(PROBLEM) Rewrite every line of the listing from the line that contains "Return the mask of every instance of the <item>man's" through the end of the listing, both ends included. Shift each coordinate in the answers by adding 29 to it, and keep all other lines unchanged.

****************

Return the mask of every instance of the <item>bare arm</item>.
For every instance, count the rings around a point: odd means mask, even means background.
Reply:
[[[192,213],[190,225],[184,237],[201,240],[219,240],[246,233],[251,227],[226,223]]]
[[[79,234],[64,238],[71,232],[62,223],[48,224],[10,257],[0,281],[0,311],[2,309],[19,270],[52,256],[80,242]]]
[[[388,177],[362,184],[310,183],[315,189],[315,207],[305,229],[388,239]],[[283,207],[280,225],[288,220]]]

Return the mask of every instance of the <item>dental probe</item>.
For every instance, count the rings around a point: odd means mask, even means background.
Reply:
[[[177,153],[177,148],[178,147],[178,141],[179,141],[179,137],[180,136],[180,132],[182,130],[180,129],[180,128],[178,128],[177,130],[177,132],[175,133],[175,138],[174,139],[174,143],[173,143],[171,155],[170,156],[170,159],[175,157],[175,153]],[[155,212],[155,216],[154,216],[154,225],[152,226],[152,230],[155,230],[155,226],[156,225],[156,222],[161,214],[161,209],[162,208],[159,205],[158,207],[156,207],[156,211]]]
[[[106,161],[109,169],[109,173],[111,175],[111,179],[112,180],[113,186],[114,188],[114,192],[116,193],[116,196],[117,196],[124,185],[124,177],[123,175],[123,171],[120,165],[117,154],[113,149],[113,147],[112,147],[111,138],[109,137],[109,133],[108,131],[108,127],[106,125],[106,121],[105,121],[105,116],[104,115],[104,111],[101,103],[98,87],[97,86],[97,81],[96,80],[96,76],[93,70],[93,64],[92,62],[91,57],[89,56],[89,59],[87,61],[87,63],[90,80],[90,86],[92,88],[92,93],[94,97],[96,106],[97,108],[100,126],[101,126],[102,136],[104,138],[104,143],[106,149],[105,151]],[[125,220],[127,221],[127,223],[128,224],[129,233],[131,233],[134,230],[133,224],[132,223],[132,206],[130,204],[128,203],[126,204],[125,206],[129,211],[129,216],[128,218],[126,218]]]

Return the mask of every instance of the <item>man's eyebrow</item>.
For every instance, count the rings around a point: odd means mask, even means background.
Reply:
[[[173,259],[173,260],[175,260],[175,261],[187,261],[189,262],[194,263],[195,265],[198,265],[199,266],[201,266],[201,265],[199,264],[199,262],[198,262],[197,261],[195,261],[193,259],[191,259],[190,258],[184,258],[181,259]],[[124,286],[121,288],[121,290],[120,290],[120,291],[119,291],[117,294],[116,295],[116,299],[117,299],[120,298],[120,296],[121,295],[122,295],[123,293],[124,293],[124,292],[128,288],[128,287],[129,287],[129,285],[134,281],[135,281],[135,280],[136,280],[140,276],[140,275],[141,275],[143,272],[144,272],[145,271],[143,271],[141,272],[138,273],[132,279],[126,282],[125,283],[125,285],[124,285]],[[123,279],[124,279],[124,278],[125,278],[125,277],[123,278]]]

****************

(COMPLETED EXERCISE)
Return the mask of every instance of the <item>man's eyebrow</item>.
For every instance, count the rings around a point: odd means mask, even means background.
Reply:
[[[202,288],[202,289],[204,289],[204,290],[216,290],[218,291],[223,292],[224,294],[227,294],[228,295],[230,295],[230,294],[228,293],[228,291],[227,291],[226,290],[224,290],[222,288],[220,288],[219,287],[213,287],[210,288]],[[153,315],[150,317],[150,319],[149,319],[149,320],[148,320],[146,323],[145,324],[145,328],[146,328],[149,327],[149,325],[150,324],[151,324],[152,322],[153,322],[153,321],[157,317],[157,316],[158,316],[158,314],[163,310],[164,310],[164,309],[165,309],[169,305],[169,304],[170,304],[172,301],[173,301],[174,300],[172,300],[170,301],[167,302],[161,308],[155,311],[154,312],[154,314],[153,314]],[[152,308],[153,308],[153,307],[154,307],[154,306],[152,307]]]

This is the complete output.